Available data
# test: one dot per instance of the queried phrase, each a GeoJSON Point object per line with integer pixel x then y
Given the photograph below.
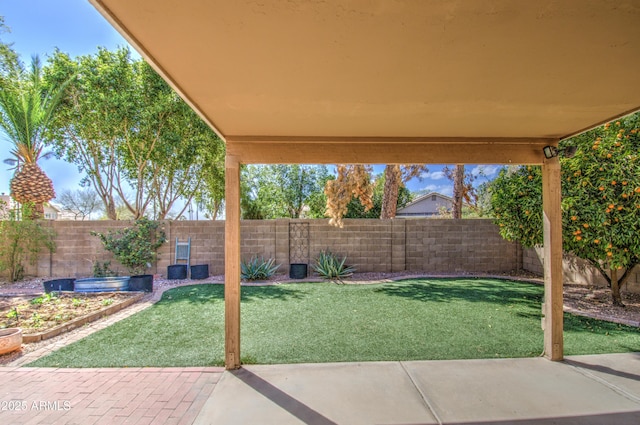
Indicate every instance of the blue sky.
{"type": "Point", "coordinates": [75, 27]}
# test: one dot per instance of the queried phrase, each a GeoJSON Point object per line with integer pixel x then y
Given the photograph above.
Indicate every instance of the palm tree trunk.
{"type": "Point", "coordinates": [391, 188]}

Exercise aim
The answer should be one number: how many lines in the data contain the word "photograph".

Response
2